### Задание 1
Пожалуйста, оформи в виде нумерованного списка строки листинга, начиная со строки, содержащей «Note: for this drill we locate the tiled», и до конца листинга включительно. Пустые строки не включай.

### Текст документа

○ ○ ○ ○ ○ ○ ○

Здесь она выступает наследницей традиции авангарда, в особенности русского авангарда. Я имею в виду не столько конструктивизм, который чаще всего ассоциируют с понятием русского авангарда, сколько Пролеткульт и прочие демократические течения в послереволюционном русском искусстве. Александр Богданов и другие вожди Пролеткульта не пытались навязать населению свою эстетику — они стремились дать простым людям возможность самим стать художниками: писать, рисовать и т. д. В этом они были предшественниками самых радикальных художественных течений1960‑х. Несколько десятков лет назад Йозеф Бойс заявил, что каждый должен стать художником. Такое требование предполагает, что изначально «каждый» художником не является — и «настоящий художник», вроде самого Бойса, должен научить его искусству.

Для Чернышевой, как и для Пролеткульта, каждый человек изначально уже художник. Поэтому в ее интересы не входит своими художественными умениями возвышать простых людей до статуса художников. Она, скорее, нейтрально и объективно документирует их попытки эстетизировать собственный быт — создавать искусство внутри жизни.

Есть один важный аспект, который решительно отличает искусство Чернышевой от ее русских и советских предшественников. Русское реалистическое искусство, так же как и авангард и соцреализм, интересовалось прежде всего темой человека трудящегося. Передвижники с их социальным реализмом изобличали тяжелые условия, в которых приходилось жить и работать русскому народу. Русский авангард воспевал творческий потенциал масс, революционную силу промышленности и сельского хозяйства, приравнивая обычный труд к труду творческому. Процитируем теоретиков русского авангарда, чтобы воссоздать тот исторический фон, на котором выступает современное русское искусство.

○ ○ ○ ○ ○ ○ ○

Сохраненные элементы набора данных

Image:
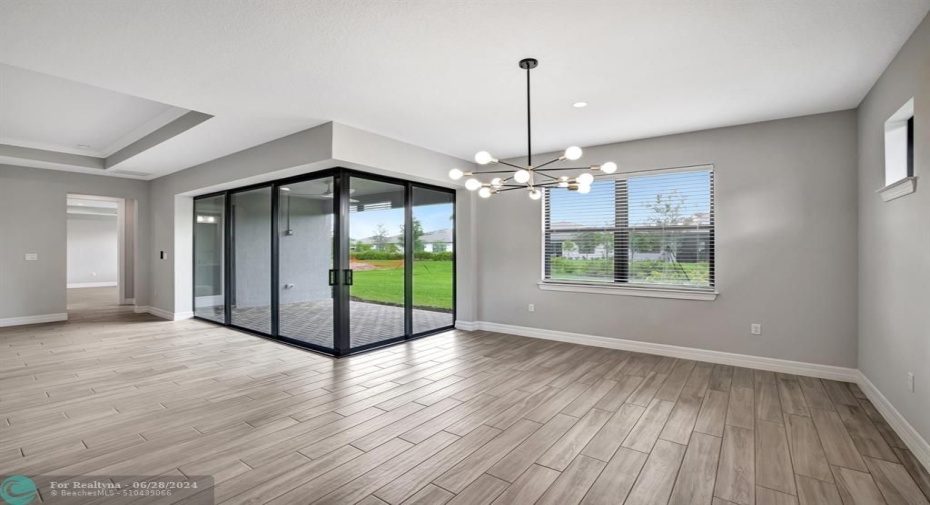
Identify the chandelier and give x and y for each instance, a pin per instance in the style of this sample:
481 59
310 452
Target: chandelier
531 178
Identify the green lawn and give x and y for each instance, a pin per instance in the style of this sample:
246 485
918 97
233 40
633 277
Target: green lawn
641 271
432 283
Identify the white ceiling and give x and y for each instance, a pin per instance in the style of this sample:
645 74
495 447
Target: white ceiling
46 112
443 74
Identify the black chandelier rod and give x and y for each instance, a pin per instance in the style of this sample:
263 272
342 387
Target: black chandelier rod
529 127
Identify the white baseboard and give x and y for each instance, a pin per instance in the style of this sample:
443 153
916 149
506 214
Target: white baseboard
674 351
44 318
108 284
466 325
164 314
899 424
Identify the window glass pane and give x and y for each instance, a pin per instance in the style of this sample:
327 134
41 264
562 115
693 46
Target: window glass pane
433 271
251 259
670 257
209 301
582 256
654 229
677 199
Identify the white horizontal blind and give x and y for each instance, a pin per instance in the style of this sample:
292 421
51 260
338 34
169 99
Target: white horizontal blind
652 230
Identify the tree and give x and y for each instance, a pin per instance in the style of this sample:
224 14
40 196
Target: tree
588 242
646 242
666 209
418 244
380 237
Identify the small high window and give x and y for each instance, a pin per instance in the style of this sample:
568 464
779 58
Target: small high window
899 153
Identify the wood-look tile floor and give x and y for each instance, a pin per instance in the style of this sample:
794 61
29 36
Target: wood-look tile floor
460 418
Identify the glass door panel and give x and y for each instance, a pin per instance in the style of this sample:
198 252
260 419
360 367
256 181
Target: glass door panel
375 277
305 260
250 251
209 232
433 259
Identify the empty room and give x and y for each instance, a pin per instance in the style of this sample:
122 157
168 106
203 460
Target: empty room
462 252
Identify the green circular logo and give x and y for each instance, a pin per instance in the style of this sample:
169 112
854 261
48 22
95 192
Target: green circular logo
18 490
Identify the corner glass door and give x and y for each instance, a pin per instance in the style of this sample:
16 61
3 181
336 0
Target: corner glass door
209 233
250 251
305 262
336 261
375 278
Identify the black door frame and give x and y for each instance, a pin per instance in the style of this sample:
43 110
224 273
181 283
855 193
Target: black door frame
340 256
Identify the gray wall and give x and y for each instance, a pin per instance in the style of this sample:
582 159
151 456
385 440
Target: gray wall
786 247
33 219
92 248
318 148
894 241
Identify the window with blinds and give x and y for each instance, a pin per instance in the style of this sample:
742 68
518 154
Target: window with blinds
650 230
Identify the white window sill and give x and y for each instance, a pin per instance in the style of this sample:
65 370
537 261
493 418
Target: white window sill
680 294
898 189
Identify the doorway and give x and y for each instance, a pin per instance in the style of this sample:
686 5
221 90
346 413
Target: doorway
98 252
338 261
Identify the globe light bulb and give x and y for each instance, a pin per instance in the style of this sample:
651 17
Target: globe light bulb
483 158
573 153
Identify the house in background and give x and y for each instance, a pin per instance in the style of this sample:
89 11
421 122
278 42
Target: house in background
434 241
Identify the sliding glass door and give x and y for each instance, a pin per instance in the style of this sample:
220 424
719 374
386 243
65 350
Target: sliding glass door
306 266
250 254
336 261
209 240
433 259
375 221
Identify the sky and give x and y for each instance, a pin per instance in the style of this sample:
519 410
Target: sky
596 207
432 218
592 209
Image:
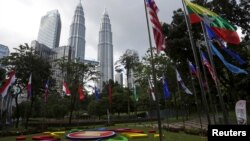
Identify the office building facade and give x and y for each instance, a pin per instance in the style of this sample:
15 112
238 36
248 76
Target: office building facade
50 29
77 34
105 50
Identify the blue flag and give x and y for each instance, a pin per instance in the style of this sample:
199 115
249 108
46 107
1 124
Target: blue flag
213 36
229 66
165 88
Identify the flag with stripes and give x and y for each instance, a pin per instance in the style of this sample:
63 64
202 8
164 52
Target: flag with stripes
151 89
29 93
181 83
46 91
156 25
207 64
81 93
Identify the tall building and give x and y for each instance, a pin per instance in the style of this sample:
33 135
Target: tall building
4 51
50 29
77 34
105 50
119 78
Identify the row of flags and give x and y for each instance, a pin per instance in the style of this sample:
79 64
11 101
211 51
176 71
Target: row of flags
218 30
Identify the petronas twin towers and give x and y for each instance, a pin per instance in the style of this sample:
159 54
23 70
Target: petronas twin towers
105 46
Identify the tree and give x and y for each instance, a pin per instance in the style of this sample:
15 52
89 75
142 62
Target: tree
25 61
77 73
129 60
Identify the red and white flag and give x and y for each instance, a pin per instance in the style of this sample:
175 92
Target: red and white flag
9 81
156 25
110 93
151 89
29 93
46 91
81 93
66 89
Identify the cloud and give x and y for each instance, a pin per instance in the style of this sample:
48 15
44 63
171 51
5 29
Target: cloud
20 21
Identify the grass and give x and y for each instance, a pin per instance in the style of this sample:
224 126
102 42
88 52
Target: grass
167 136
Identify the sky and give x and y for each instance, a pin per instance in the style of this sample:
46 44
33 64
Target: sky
20 21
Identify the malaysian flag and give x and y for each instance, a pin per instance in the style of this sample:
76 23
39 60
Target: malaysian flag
29 93
151 89
156 25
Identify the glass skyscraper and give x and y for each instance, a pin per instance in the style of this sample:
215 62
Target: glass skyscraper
105 50
4 51
77 34
50 29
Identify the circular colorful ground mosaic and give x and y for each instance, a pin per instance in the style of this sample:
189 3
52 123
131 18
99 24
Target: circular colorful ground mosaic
90 135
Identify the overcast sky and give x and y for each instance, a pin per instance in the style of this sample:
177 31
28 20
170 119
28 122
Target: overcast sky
20 21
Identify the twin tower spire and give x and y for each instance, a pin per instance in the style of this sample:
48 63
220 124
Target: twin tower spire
105 47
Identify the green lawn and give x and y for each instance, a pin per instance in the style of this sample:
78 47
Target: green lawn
167 136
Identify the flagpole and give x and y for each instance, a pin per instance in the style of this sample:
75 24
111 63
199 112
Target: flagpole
197 65
196 100
208 88
154 75
222 104
179 92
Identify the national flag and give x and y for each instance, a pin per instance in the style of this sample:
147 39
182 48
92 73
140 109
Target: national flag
214 37
29 91
206 63
81 93
181 83
110 93
165 88
46 91
151 89
9 81
156 25
192 68
135 93
220 26
229 66
97 94
193 17
66 89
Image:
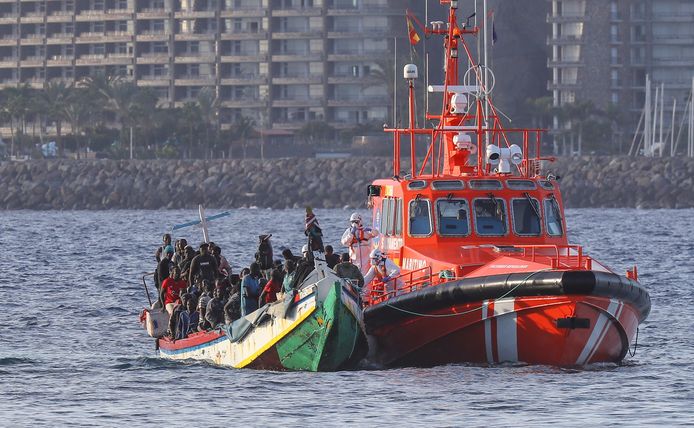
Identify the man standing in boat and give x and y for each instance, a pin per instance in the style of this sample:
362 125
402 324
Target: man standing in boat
358 239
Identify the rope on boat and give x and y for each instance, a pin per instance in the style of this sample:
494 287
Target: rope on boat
471 310
636 343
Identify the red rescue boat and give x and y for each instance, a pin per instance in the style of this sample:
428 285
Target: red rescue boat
488 275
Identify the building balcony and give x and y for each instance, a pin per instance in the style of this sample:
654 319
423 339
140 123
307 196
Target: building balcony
152 14
195 81
32 61
258 35
307 102
60 16
152 36
194 36
190 58
60 60
309 11
153 81
59 38
244 57
30 18
562 19
244 13
247 80
564 40
10 62
196 14
32 39
370 80
367 101
297 57
299 34
362 11
9 18
354 56
360 34
243 103
297 80
152 58
90 37
564 63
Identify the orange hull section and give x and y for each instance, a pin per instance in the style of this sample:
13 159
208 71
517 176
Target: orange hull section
520 329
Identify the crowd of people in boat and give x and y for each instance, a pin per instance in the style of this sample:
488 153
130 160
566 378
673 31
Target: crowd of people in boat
200 292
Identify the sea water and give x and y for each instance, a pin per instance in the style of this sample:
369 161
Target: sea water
72 351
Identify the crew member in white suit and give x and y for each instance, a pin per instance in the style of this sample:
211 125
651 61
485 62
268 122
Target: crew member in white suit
359 240
384 271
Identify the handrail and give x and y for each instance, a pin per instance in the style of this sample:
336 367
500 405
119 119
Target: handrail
149 298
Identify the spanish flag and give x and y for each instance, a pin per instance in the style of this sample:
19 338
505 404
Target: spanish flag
411 32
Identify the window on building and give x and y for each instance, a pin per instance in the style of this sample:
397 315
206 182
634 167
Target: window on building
490 217
452 217
420 217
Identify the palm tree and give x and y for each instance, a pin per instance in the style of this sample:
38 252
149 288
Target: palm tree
54 98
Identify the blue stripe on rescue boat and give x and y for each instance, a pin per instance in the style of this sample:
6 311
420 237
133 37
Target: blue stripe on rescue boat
193 348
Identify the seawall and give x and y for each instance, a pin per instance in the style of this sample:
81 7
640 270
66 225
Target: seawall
323 183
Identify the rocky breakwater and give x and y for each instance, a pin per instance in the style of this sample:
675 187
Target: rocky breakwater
327 183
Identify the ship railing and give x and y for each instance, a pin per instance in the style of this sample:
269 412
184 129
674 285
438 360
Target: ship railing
560 256
404 283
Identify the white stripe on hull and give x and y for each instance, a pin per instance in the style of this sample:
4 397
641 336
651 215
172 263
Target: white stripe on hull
506 331
599 331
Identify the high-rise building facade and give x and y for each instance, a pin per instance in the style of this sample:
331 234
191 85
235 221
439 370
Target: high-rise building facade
280 62
602 51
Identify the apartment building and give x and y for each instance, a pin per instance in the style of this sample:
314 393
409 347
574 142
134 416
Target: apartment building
603 51
280 62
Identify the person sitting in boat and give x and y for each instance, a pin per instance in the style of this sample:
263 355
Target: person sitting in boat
289 269
171 289
166 241
272 287
384 271
331 258
250 290
205 297
223 265
348 270
164 266
359 240
203 265
180 251
214 313
232 309
184 319
288 255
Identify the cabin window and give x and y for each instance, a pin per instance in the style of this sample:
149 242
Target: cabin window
486 184
526 216
420 217
453 217
553 219
398 217
448 185
521 185
490 217
387 219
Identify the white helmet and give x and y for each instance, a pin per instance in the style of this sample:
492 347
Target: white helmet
376 256
355 218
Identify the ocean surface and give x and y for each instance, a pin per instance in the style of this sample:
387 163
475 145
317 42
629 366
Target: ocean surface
72 352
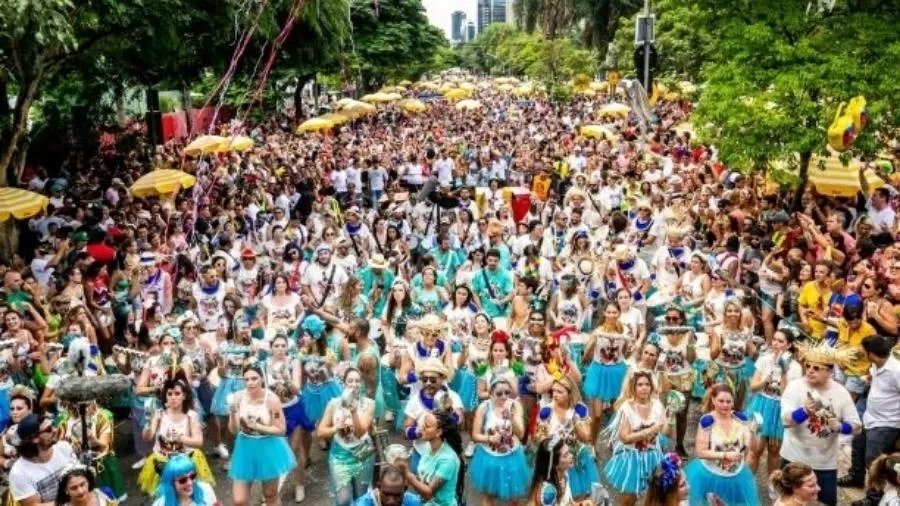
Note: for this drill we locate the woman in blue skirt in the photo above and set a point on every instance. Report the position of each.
(720, 468)
(566, 413)
(261, 452)
(731, 347)
(319, 386)
(283, 379)
(473, 358)
(774, 369)
(607, 347)
(351, 457)
(635, 432)
(498, 466)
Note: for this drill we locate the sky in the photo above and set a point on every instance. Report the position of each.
(439, 12)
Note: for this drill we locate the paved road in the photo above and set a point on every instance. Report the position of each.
(317, 477)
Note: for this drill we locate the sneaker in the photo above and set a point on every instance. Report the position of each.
(850, 481)
(221, 451)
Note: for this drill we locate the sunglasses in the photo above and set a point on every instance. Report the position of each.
(184, 479)
(434, 380)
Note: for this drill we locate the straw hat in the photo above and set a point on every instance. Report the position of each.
(432, 364)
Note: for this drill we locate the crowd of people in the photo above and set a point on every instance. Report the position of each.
(646, 324)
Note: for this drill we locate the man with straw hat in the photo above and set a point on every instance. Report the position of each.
(816, 410)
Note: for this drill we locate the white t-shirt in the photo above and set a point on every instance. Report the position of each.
(27, 479)
(339, 180)
(377, 177)
(818, 450)
(316, 278)
(209, 496)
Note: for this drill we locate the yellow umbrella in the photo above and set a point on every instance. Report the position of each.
(831, 177)
(338, 118)
(315, 125)
(412, 105)
(468, 104)
(456, 94)
(615, 109)
(358, 108)
(524, 91)
(20, 204)
(237, 143)
(162, 182)
(684, 127)
(204, 144)
(597, 132)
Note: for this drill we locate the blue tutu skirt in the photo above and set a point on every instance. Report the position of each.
(313, 401)
(576, 352)
(5, 418)
(628, 470)
(260, 458)
(227, 386)
(770, 410)
(584, 473)
(293, 416)
(604, 381)
(465, 385)
(736, 490)
(500, 476)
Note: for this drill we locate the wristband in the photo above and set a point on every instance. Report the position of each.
(799, 416)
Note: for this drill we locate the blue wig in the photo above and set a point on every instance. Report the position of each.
(314, 325)
(177, 466)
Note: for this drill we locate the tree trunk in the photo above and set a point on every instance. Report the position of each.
(24, 100)
(803, 173)
(298, 100)
(186, 105)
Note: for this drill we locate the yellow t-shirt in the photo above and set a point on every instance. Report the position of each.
(853, 340)
(816, 300)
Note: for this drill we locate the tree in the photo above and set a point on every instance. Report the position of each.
(684, 39)
(392, 41)
(780, 72)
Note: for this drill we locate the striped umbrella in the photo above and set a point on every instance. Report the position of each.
(20, 204)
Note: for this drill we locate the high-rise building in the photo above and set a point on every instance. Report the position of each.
(491, 11)
(458, 26)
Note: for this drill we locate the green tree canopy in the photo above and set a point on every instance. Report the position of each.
(779, 73)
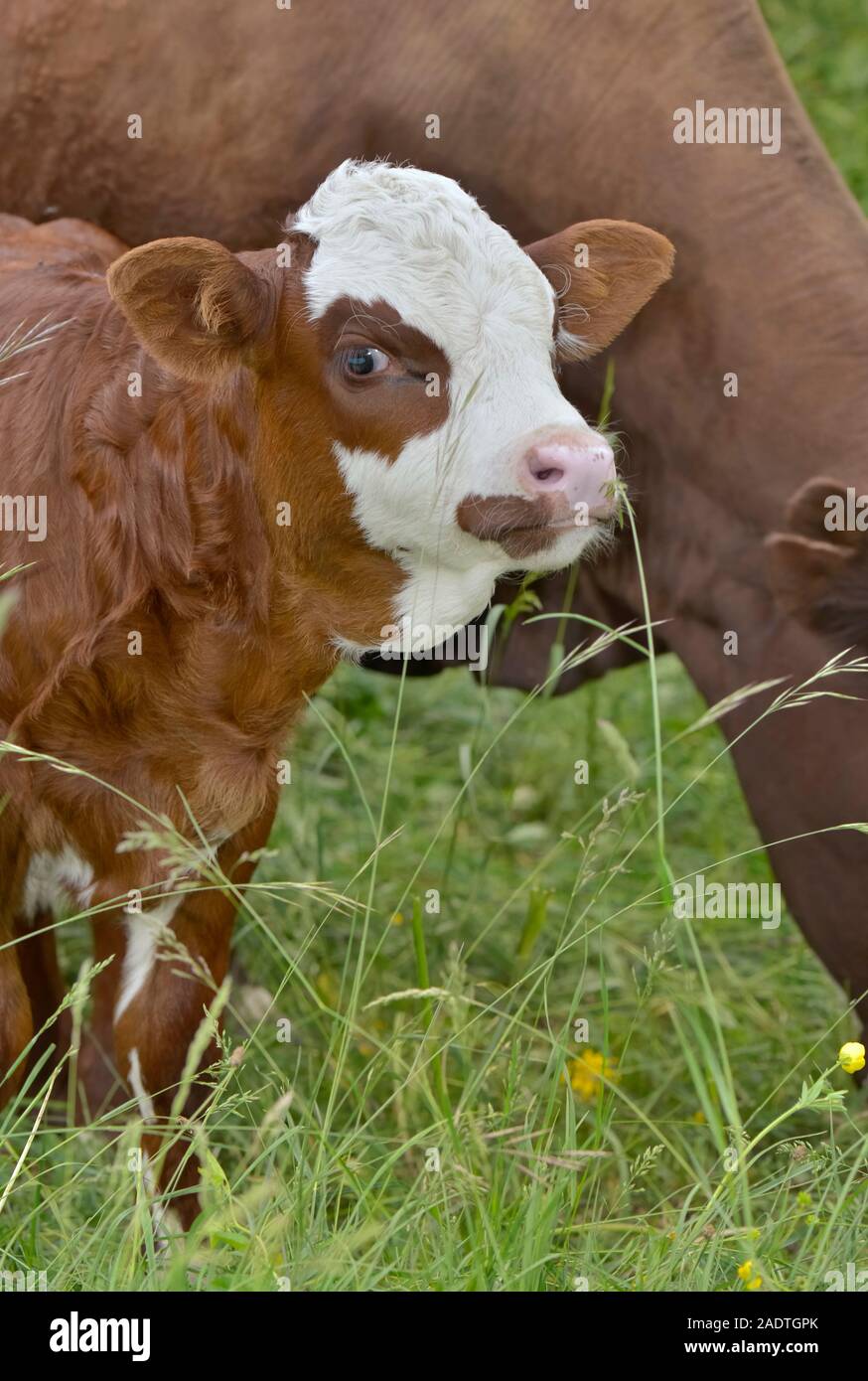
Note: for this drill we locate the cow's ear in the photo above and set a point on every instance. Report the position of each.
(602, 273)
(194, 304)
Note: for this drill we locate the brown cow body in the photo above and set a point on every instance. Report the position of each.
(539, 115)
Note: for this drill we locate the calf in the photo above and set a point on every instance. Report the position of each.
(252, 464)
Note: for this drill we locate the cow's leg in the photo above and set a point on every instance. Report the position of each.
(15, 1015)
(15, 1018)
(42, 976)
(162, 1004)
(99, 1083)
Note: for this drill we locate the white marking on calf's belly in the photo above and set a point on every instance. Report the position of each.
(142, 939)
(53, 878)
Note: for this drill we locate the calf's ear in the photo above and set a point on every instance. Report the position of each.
(602, 272)
(194, 304)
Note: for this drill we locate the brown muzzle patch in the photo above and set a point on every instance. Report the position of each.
(520, 527)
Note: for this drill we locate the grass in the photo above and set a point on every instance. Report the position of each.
(506, 1065)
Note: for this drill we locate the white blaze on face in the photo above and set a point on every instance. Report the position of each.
(420, 243)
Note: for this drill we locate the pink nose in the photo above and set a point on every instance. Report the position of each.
(583, 471)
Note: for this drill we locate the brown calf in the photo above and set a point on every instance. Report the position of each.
(240, 468)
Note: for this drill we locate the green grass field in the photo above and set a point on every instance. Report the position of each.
(546, 1083)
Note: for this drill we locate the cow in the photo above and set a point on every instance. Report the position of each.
(248, 467)
(148, 120)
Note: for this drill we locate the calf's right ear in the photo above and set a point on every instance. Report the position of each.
(194, 304)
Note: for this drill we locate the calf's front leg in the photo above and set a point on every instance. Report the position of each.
(163, 995)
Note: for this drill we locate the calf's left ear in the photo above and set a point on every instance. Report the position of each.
(602, 272)
(194, 304)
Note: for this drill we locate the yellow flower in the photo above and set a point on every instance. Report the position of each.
(588, 1072)
(852, 1057)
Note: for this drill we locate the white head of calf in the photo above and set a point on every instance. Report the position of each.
(406, 403)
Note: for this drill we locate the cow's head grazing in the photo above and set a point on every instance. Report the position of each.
(406, 400)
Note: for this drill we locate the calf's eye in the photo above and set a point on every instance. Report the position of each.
(364, 360)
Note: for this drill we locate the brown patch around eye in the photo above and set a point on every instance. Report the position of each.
(382, 411)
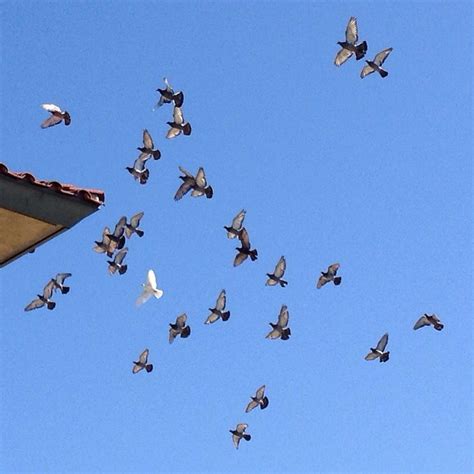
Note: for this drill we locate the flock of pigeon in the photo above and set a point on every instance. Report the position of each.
(113, 243)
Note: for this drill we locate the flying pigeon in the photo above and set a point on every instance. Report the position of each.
(168, 95)
(142, 363)
(244, 250)
(218, 311)
(179, 328)
(178, 125)
(57, 116)
(147, 148)
(376, 64)
(117, 264)
(429, 320)
(379, 350)
(149, 289)
(280, 329)
(259, 400)
(239, 433)
(44, 299)
(198, 184)
(59, 282)
(275, 278)
(350, 46)
(132, 228)
(329, 275)
(235, 229)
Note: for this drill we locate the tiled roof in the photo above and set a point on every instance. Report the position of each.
(95, 196)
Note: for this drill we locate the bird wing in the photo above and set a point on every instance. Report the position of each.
(382, 343)
(382, 56)
(351, 31)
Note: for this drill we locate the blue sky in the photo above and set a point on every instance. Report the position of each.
(374, 174)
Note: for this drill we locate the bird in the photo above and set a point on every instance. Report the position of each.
(236, 227)
(378, 352)
(142, 363)
(132, 228)
(178, 125)
(329, 275)
(376, 64)
(245, 249)
(275, 278)
(429, 320)
(116, 263)
(218, 311)
(168, 95)
(44, 299)
(59, 282)
(149, 289)
(147, 149)
(56, 117)
(239, 433)
(280, 329)
(179, 328)
(350, 46)
(198, 184)
(259, 400)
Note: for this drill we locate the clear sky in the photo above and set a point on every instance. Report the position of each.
(374, 174)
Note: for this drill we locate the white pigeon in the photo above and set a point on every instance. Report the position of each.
(149, 289)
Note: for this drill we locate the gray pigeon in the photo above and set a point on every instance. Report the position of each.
(179, 328)
(350, 46)
(239, 433)
(218, 311)
(116, 263)
(275, 278)
(329, 275)
(280, 329)
(244, 250)
(259, 400)
(378, 352)
(142, 363)
(198, 184)
(132, 228)
(235, 229)
(376, 64)
(44, 299)
(429, 320)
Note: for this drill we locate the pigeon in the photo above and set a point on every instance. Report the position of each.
(244, 250)
(149, 289)
(168, 95)
(147, 148)
(142, 363)
(239, 433)
(139, 170)
(329, 275)
(218, 311)
(276, 277)
(59, 282)
(429, 320)
(259, 400)
(376, 64)
(178, 125)
(179, 328)
(116, 263)
(57, 116)
(350, 46)
(279, 330)
(198, 184)
(103, 247)
(44, 299)
(379, 350)
(132, 228)
(236, 228)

○ ○ ○ ○ ○ ○ ○

### Задание 2
Сократи до списка абзац текста об искусстве Чернышевой, который начинается словами «Есть один важный аспект», и сохрани его основные факты.

### Решение задания 1
1. Note: for this drill we locate the tiled roof in the photo above and set a point on every instance. Report the position of each.
2. (95, 196)
3. Note: for this drill we locate the bird wing in the photo above and set a point on every instance. Report the position of each.
4. (382, 343)
5. (382, 56)
6. (351, 31)
7. Note: for this drill we locate the blue sky in the photo above and set a point on every instance. Report the position of each.
8. (374, 174)
9. Note: for this drill we locate the bird in the photo above and set a point on every instance. Report the position of each.
10. (236, 227)
11. (378, 352)
12. (142, 363)
13. (132, 228)
14. (178, 125)
15. (329, 275)
16. (376, 64)
17. (245, 249)
18. (275, 278)
19. (429, 320)
20. (116, 263)
21. (218, 311)
22. (168, 95)
23. (44, 299)
24. (59, 282)
25. (149, 289)
26. (147, 149)
27. (56, 117)
28. (239, 433)
29. (280, 329)
30. (179, 328)
31. (350, 46)
32. (198, 184)
33. (259, 400)
34. Note: for this drill we locate the clear sky in the photo above and set a point on every instance. Report the position of each.
35. (374, 174)
36. Note: for this drill we locate the white pigeon in the photo above and set a point on every instance. Report the position of each.
37. (149, 289)
38. Note: for this drill we locate the gray pigeon in the photo above and set a point on every instance. Report the position of each.
39. (179, 328)
40. (350, 46)
41. (239, 433)
42. (218, 311)
43. (116, 263)
44. (275, 278)
45. (329, 275)
46. (280, 329)
47. (244, 250)
48. (259, 400)
49. (378, 352)
50. (142, 363)
51. (198, 184)
52. (132, 228)
53. (235, 229)
54. (376, 64)
55. (44, 299)
56. (429, 320)
57. Note: for this drill we locate the pigeon in the photo above and set a point on every instance. Report the position of each.
58. (244, 250)
59. (149, 289)
60. (168, 95)
61. (147, 148)
62. (142, 363)
63. (239, 433)
64. (139, 170)
65. (329, 275)
66. (218, 311)
67. (276, 277)
68. (59, 282)
69. (429, 320)
70. (259, 400)
71. (376, 64)
72. (178, 125)
73. (179, 328)
74. (116, 263)
75. (57, 116)
76. (350, 46)
77. (279, 330)
78. (198, 184)
79. (103, 247)
80. (44, 299)
81. (379, 350)
82. (132, 228)
83. (236, 228)

### Решение задания 2
- Искусство Чернышевой решительно отличается от работ ее русских и советских предшественников.
- Русское реалистическое искусство, авангард и соцреализм интересовались прежде всего темой человека трудящегося.
- Передвижники изобличали тяжелые условия жизни и труда русского народа.
- Русский авангард воспевал творческий потенциал масс и революционную силу промышленности и сельского хозяйства, приравнивая обычный труд к творческому.
- Цитаты теоретиков русского авангарда нужны, чтобы воссоздать исторический фон, на котором выступает современное русское искусство.